(Collection entries)
....................

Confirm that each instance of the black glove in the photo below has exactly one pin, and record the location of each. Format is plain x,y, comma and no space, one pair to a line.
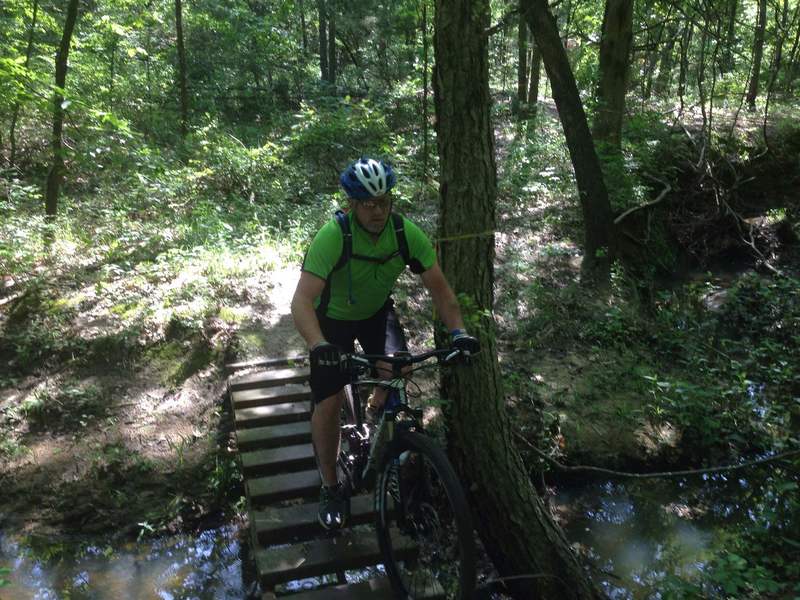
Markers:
325,355
326,374
466,343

....................

* GIVEN INSTRUCTION
Reproduce the data above with "black glove" changed to "leather glove" and nothing else altered. Omit the pictures from your version.

* THE OUTPUT
Confirm that each instance of the leather glove in the photo below has exactly one pin, and record the location of each. Format is plain x,y, comma and no space, one pair to a line.
Markers:
325,355
326,374
466,343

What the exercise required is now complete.